◆ What you should do: Copy out the entries below exactly as they stand, but only from the line containing "Target: blurred green foliage" through the line containing "Target: iridescent blue plumage".

◆ Information provided:
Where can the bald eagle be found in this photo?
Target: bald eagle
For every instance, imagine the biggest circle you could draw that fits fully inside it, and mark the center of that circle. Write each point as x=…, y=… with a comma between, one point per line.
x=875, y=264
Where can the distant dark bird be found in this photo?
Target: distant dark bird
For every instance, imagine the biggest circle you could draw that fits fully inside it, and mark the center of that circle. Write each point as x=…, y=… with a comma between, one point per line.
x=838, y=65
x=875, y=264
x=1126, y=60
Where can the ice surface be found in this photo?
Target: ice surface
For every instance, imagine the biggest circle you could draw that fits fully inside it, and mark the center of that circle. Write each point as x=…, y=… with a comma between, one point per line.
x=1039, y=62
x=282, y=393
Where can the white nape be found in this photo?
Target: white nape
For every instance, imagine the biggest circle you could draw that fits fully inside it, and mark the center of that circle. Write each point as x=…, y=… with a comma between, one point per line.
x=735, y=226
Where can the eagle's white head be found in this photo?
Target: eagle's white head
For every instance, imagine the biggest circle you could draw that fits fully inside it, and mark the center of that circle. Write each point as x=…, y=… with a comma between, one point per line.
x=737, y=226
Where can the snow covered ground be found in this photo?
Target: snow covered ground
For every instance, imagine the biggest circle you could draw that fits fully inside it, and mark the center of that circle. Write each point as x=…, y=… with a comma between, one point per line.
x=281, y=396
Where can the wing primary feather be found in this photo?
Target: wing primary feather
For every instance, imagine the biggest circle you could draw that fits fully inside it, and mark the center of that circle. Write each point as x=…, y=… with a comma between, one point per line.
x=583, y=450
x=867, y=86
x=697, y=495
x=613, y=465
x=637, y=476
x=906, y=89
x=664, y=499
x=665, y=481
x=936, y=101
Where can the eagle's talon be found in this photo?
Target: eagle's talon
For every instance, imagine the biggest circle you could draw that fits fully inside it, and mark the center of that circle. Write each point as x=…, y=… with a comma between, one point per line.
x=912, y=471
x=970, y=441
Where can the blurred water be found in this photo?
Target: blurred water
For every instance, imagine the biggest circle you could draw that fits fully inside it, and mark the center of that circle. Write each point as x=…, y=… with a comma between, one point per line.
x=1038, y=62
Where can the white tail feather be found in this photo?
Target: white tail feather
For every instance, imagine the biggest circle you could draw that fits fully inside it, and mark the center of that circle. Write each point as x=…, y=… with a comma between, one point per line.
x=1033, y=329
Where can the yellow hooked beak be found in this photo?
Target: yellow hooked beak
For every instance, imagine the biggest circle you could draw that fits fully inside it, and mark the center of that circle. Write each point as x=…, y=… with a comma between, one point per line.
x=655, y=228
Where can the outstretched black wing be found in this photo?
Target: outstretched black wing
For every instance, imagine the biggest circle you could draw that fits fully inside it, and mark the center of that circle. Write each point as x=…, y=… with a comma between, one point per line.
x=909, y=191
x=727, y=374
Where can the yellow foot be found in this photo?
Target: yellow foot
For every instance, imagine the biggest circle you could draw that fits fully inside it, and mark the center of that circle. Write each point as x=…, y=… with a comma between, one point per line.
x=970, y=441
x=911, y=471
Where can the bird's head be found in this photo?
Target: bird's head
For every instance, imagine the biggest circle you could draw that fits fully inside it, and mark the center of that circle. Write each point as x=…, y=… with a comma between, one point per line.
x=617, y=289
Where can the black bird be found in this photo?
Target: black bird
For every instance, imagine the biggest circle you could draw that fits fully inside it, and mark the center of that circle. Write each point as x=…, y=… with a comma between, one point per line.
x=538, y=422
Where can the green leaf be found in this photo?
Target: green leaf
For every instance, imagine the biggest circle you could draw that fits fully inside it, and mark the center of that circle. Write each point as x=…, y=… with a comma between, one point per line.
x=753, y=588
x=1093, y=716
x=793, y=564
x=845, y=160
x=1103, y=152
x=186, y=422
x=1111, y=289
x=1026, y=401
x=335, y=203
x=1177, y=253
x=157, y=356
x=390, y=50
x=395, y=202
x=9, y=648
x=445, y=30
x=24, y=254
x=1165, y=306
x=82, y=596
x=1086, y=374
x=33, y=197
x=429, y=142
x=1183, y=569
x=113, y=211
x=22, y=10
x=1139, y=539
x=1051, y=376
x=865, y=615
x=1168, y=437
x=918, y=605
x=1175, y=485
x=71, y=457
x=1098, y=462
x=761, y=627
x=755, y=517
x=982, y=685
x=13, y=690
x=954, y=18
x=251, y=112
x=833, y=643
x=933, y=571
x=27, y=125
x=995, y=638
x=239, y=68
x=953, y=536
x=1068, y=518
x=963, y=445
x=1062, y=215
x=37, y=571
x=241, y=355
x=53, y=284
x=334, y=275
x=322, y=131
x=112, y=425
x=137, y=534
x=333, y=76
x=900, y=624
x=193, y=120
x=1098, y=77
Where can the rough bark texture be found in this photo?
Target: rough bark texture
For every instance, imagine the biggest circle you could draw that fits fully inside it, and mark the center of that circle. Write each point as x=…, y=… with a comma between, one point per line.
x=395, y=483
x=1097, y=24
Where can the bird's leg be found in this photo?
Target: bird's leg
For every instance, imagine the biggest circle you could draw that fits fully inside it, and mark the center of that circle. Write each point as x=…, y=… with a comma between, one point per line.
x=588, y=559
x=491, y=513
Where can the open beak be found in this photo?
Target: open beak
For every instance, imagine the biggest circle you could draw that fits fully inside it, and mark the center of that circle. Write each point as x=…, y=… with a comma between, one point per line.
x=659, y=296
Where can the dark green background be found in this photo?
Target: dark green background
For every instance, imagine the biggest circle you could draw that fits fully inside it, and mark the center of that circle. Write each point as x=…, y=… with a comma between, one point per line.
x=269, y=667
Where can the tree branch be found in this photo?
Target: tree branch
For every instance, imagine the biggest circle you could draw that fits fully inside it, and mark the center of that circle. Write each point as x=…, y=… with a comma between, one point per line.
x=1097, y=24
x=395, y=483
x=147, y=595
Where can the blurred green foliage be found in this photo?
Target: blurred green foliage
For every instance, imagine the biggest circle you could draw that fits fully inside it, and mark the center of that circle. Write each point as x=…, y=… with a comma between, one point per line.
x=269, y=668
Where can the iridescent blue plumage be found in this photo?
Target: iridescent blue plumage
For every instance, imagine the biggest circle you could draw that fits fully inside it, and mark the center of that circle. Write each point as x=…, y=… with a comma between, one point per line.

◆ Solution to this problem:
Target: blurred green foliage
For every instance, imagine the biggest circle you could draw that fits fully inside it, and mark the center of that circle. Write each point as x=…, y=… with a comma between, one point per line.
x=269, y=668
Where can the iridescent blue plumage be found in this photo?
Target: iridescent blue plumage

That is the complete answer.